[Task directions]: Among the lines below, a stretch begins at the one with "# rows come back like column 231, row 428" and ends at the one with "# rows come back like column 308, row 183". Repeat that stretch exactly, ends included.

Saved data entries
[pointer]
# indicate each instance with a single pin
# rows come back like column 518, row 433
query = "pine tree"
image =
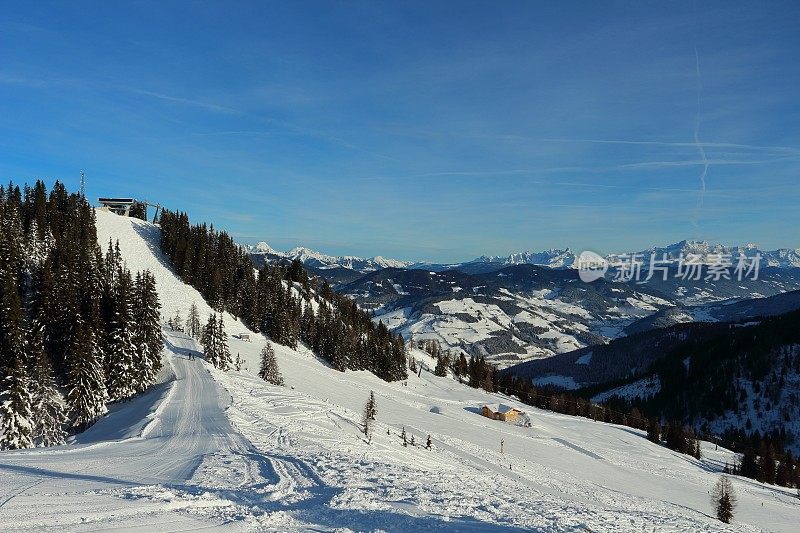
column 48, row 406
column 146, row 331
column 121, row 382
column 209, row 341
column 16, row 429
column 193, row 322
column 269, row 371
column 654, row 431
column 223, row 352
column 369, row 416
column 87, row 394
column 723, row 497
column 176, row 323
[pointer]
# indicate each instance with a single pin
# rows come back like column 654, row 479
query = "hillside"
column 228, row 451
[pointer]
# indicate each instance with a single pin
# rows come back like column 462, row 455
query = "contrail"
column 697, row 142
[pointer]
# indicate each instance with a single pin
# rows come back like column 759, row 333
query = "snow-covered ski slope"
column 227, row 451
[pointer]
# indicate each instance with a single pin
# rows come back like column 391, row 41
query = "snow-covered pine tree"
column 121, row 382
column 177, row 321
column 723, row 497
column 16, row 430
column 193, row 326
column 209, row 341
column 268, row 370
column 369, row 416
column 48, row 403
column 223, row 351
column 146, row 330
column 87, row 396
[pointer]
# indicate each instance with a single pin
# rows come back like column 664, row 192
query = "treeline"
column 280, row 302
column 742, row 371
column 768, row 466
column 478, row 373
column 76, row 329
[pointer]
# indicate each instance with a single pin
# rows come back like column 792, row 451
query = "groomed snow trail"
column 187, row 459
column 227, row 451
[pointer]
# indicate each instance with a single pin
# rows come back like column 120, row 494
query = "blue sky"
column 427, row 131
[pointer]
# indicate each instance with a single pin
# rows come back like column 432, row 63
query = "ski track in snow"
column 227, row 451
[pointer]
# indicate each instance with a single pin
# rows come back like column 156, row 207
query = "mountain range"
column 702, row 251
column 532, row 305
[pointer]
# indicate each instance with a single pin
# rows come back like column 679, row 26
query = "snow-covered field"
column 228, row 451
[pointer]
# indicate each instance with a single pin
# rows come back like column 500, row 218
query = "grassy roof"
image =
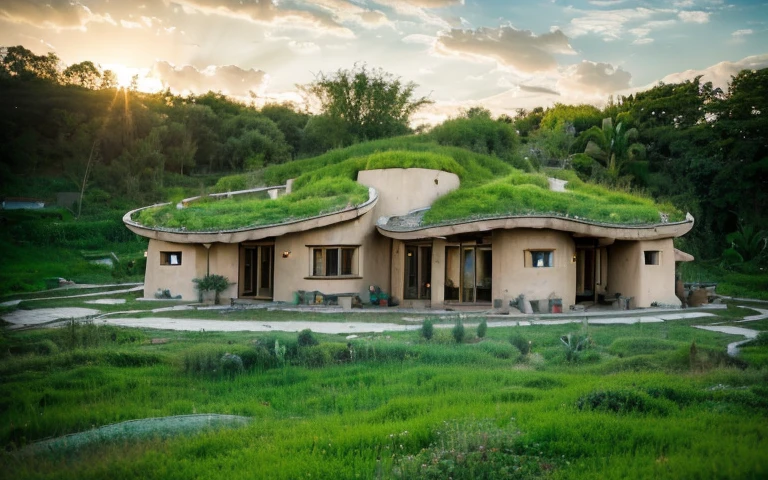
column 489, row 188
column 529, row 194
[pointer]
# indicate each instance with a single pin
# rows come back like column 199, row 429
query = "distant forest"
column 702, row 148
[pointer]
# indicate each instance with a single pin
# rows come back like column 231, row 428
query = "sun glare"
column 125, row 75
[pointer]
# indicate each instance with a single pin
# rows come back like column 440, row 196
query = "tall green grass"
column 388, row 406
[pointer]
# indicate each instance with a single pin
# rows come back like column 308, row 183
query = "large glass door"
column 258, row 271
column 418, row 272
column 468, row 273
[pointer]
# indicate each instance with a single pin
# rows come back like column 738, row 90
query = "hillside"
column 489, row 188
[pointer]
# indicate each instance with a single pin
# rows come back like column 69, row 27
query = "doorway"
column 585, row 274
column 258, row 271
column 418, row 272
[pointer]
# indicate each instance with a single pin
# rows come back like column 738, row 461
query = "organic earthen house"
column 382, row 242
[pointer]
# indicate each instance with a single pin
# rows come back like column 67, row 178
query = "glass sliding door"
column 418, row 272
column 258, row 270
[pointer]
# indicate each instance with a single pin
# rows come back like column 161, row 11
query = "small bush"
column 482, row 329
column 617, row 401
column 307, row 338
column 322, row 355
column 458, row 331
column 231, row 364
column 521, row 343
column 427, row 329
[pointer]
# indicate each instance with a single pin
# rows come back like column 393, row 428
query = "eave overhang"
column 576, row 226
column 249, row 233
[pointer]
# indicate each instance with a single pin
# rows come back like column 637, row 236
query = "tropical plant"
column 458, row 331
column 613, row 146
column 574, row 344
column 427, row 329
column 482, row 328
column 307, row 338
column 746, row 243
column 212, row 283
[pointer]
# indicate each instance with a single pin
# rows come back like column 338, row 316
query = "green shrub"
column 322, row 355
column 231, row 364
column 307, row 339
column 523, row 345
column 482, row 328
column 458, row 331
column 618, row 401
column 427, row 329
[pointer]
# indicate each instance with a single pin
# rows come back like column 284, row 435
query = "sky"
column 502, row 55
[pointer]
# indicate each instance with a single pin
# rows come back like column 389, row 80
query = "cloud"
column 304, row 48
column 694, row 16
column 593, row 78
column 421, row 9
column 742, row 32
column 607, row 23
column 130, row 24
column 229, row 79
column 420, row 39
column 535, row 89
column 518, row 49
column 719, row 74
column 60, row 14
column 346, row 11
column 270, row 13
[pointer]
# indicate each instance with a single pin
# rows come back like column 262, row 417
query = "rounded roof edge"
column 249, row 233
column 582, row 227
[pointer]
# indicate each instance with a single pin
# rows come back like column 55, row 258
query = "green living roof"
column 489, row 188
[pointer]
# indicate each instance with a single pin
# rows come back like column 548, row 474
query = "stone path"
column 752, row 318
column 196, row 325
column 733, row 348
column 41, row 316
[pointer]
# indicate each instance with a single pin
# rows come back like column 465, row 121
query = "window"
column 170, row 258
column 334, row 261
column 542, row 258
column 652, row 257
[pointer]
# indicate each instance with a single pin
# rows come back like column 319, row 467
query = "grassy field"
column 640, row 401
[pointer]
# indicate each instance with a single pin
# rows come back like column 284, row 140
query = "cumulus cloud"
column 742, row 32
column 518, row 49
column 269, row 12
column 50, row 13
column 346, row 11
column 719, row 74
column 694, row 16
column 594, row 78
column 229, row 79
column 609, row 24
column 535, row 89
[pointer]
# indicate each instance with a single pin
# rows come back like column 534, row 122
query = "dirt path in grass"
column 733, row 348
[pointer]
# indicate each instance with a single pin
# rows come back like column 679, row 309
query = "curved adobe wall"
column 404, row 189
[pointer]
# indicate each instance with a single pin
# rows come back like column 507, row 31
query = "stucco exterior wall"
column 404, row 189
column 293, row 272
column 511, row 277
column 629, row 275
column 176, row 278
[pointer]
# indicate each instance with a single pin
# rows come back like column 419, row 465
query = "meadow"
column 636, row 401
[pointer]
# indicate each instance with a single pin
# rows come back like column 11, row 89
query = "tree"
column 19, row 63
column 369, row 103
column 84, row 74
column 613, row 146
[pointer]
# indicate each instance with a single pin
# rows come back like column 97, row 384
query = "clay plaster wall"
column 511, row 276
column 402, row 190
column 629, row 275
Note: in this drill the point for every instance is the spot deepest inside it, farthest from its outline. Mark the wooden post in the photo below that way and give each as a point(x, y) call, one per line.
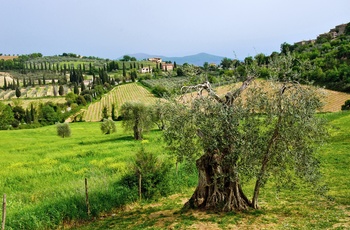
point(3, 212)
point(87, 197)
point(140, 183)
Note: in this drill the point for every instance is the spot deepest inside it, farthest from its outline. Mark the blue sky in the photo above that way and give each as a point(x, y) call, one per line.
point(113, 28)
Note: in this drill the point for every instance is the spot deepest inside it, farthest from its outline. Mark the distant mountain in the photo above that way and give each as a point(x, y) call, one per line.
point(197, 59)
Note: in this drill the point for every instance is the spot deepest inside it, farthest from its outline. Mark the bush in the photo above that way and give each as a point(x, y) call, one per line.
point(108, 126)
point(155, 174)
point(63, 130)
point(346, 105)
point(160, 91)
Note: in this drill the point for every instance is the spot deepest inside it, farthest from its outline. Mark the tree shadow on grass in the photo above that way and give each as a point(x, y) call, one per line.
point(93, 142)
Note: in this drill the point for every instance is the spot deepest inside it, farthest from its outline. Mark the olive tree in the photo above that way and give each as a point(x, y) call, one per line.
point(255, 132)
point(136, 116)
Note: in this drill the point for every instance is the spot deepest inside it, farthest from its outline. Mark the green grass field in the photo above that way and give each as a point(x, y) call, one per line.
point(43, 178)
point(296, 209)
point(43, 174)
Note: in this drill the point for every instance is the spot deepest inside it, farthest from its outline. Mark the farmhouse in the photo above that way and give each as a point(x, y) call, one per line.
point(167, 66)
point(146, 70)
point(155, 59)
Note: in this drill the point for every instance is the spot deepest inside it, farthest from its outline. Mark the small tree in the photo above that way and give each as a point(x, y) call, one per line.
point(150, 175)
point(136, 117)
point(108, 126)
point(104, 112)
point(346, 105)
point(61, 90)
point(18, 92)
point(63, 130)
point(113, 115)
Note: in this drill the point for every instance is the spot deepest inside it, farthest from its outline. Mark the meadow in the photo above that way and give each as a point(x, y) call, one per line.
point(43, 175)
point(43, 178)
point(285, 209)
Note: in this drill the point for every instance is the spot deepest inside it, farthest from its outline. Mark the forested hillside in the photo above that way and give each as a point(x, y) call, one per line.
point(330, 56)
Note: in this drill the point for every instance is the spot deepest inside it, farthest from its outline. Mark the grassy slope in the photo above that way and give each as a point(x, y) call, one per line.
point(43, 174)
point(298, 209)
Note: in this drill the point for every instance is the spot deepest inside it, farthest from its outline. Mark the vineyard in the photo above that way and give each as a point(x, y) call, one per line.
point(34, 94)
point(118, 96)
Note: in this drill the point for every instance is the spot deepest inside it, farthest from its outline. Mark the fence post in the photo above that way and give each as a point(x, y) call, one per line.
point(87, 197)
point(3, 212)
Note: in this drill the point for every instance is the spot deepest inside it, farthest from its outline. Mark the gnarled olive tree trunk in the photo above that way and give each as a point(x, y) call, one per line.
point(216, 189)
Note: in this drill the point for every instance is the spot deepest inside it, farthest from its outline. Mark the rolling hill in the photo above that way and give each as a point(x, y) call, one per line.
point(197, 59)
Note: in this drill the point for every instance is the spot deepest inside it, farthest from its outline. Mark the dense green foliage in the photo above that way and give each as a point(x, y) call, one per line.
point(108, 126)
point(136, 117)
point(63, 130)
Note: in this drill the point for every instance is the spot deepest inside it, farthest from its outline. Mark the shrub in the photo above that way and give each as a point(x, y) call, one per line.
point(154, 172)
point(63, 130)
point(160, 91)
point(346, 105)
point(108, 126)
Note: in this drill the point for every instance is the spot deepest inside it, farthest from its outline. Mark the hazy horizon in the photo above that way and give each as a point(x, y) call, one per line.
point(111, 29)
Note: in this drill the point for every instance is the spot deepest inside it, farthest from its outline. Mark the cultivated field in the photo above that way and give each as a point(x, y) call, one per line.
point(118, 96)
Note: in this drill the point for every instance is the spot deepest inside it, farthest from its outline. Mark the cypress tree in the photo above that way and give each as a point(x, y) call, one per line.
point(76, 89)
point(28, 118)
point(82, 86)
point(61, 90)
point(32, 112)
point(114, 118)
point(124, 70)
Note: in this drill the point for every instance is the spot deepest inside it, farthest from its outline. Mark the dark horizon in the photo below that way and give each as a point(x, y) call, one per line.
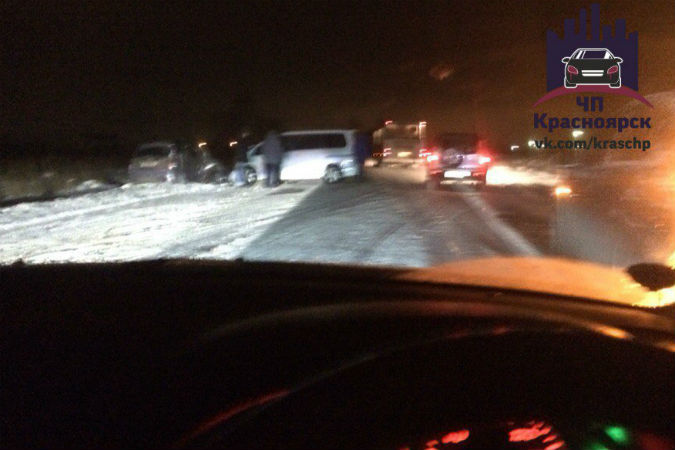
point(141, 71)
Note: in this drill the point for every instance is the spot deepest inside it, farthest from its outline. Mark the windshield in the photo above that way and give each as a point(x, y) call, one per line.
point(387, 134)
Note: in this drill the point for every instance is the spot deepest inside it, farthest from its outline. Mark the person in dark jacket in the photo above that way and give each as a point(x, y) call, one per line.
point(361, 152)
point(272, 155)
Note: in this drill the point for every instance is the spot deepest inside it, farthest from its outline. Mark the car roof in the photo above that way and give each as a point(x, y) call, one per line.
point(597, 49)
point(299, 132)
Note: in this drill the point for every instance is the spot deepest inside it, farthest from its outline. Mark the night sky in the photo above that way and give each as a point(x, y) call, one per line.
point(141, 70)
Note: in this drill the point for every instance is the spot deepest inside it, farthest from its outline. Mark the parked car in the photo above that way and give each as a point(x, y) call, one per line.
point(174, 163)
point(312, 155)
point(455, 157)
point(592, 66)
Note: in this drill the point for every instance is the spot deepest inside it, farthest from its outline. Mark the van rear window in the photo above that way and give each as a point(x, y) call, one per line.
point(159, 151)
point(313, 141)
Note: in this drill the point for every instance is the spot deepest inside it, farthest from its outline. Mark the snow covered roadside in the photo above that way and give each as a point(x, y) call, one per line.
point(143, 222)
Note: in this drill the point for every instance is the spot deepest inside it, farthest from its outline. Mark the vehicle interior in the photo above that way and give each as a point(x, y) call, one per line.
point(147, 355)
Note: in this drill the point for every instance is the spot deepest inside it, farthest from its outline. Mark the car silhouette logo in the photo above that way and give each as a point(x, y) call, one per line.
point(592, 66)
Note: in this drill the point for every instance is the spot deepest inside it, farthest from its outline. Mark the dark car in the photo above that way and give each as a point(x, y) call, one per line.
point(174, 163)
point(592, 66)
point(455, 157)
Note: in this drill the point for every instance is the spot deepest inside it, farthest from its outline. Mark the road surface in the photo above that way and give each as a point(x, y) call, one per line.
point(388, 219)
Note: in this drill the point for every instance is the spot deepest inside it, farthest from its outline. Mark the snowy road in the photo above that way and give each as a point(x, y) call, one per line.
point(386, 220)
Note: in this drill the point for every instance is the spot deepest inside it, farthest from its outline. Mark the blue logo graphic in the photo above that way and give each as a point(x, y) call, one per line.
point(596, 59)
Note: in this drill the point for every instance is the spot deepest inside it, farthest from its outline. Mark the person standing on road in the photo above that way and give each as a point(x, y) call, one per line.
point(241, 158)
point(272, 155)
point(360, 152)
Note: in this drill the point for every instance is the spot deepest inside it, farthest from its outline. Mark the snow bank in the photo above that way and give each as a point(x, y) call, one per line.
point(143, 222)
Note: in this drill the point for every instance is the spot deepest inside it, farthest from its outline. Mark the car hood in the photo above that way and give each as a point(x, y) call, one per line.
point(547, 275)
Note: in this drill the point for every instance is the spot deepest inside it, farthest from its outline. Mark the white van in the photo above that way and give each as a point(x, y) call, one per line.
point(312, 155)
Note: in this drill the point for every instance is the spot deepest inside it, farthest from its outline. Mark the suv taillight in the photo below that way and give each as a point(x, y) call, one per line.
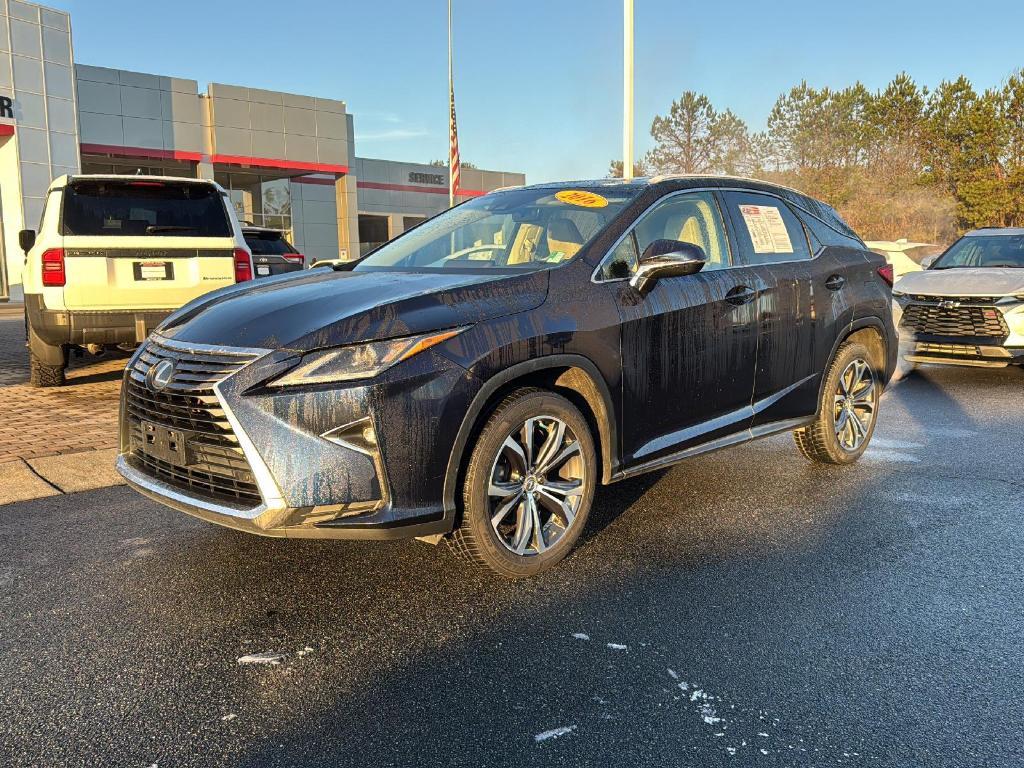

[Solved problem]:
# rows come back like column 231, row 428
query = "sun glare"
column 125, row 75
[pointer]
# indicate each instance with a single pin
# rows come back like column 440, row 196
query = "tall green grass"
column 388, row 406
[pointer]
# indicate each instance with a single pin
# rows come back like column 308, row 183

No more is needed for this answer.